### Task to complete
Write out the full listing again, exactly as it stands.
※ ※ ※
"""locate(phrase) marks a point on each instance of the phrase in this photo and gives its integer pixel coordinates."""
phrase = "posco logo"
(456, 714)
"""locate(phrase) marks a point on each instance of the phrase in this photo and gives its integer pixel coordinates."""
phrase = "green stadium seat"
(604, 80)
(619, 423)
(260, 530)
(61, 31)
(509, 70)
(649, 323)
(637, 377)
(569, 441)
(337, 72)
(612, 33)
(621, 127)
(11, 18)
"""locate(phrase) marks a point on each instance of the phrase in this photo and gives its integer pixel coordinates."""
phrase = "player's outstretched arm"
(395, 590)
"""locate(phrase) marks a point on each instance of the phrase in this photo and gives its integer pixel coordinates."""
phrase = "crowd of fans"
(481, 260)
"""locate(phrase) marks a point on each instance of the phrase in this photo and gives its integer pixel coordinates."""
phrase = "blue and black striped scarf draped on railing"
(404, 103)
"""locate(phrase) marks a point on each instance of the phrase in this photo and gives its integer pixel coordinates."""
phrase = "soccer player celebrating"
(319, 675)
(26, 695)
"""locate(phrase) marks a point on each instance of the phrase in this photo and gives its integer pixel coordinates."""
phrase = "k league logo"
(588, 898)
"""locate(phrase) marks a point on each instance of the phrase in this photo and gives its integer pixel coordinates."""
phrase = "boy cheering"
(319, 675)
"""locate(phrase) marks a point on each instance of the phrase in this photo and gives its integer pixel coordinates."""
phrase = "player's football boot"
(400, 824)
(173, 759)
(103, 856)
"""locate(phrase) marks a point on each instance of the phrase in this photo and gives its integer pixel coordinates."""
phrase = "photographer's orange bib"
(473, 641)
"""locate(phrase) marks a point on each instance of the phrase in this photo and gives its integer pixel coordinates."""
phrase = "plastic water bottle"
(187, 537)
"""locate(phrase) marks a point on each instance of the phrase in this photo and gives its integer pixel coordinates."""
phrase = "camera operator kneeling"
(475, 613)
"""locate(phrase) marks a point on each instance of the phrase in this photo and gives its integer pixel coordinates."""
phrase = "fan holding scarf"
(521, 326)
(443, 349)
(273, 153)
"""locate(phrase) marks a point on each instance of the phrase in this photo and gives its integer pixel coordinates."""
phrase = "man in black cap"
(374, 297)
※ ※ ※
### Expected answer
"""locate(phrase) marks a point on each instance of the phrase in this photo and gives its integer pixel coordinates."""
phrase = "posco logo"
(456, 714)
"""locate(phrase) marks a point on each instance of the phrase in this photo and gives its integer pixel coordinates."""
phrase = "green stadium seat"
(604, 80)
(619, 423)
(260, 530)
(61, 31)
(509, 70)
(649, 323)
(637, 377)
(569, 441)
(337, 72)
(612, 33)
(621, 127)
(11, 18)
"""locate(phrase) marks a point on each instance of the phrase in this photo and gives its integer pixel coordinates."""
phrase = "player's outstretched arm"
(395, 590)
"""locate(phrase) marks a point on each instance of the phrase in this photo and gives its integer pixel coordinates."""
phrase = "crowd of fans"
(481, 260)
"""locate(phrase) marks a point on each instance of the phrase in this photo and gives its integer pixel coordinates."""
phrase = "blue and black striped scarf draped on railing"
(404, 103)
"""locate(phrase) marks a point on each instance of the phrase in this photo and gives its integer pixel coordinates."""
phrase = "soccer player celebrating"
(319, 675)
(26, 695)
"""locate(phrase) marks a point on each instance of the phrase in this photo and gives its integer pixel coordinates."""
phrase = "k league logo"
(588, 898)
"""locate(phrase) marks a point on each instance of the phrase in this photo and gives its integer pixel coordinates."""
phrase = "boy cheering"
(319, 675)
"""locate(phrase) marks a point on each instance of the phrase in this photo and gives its integer pixel coordinates."""
phrase = "player's football boot"
(400, 824)
(173, 759)
(103, 856)
"""locate(phrase) marks a point on each instance of the phrase in this photo and gives its integer pixel coordinates."""
phrase = "photographer's orange bib"
(473, 641)
"""locate(phrase) marks a point on each instance of the phrase in this photo and gives its integer pixel coordinates."""
phrase = "plastic water bottle"
(187, 537)
"""locate(phrase) marks a point on each instance of the phrase in this photo and gives its integer pixel coordinates."""
phrase = "camera operator kneeling"
(475, 613)
"""locate(phrase) marks a point on each instance of the phrase in this photo and gives its integer pixel coordinates."""
phrase = "fan holding scarf"
(521, 326)
(443, 349)
(273, 153)
"""locate(phrase) marks a point on each instance of the phrase in this photo and gives its integer pixel coordinates."""
phrase = "man in black cap"
(374, 297)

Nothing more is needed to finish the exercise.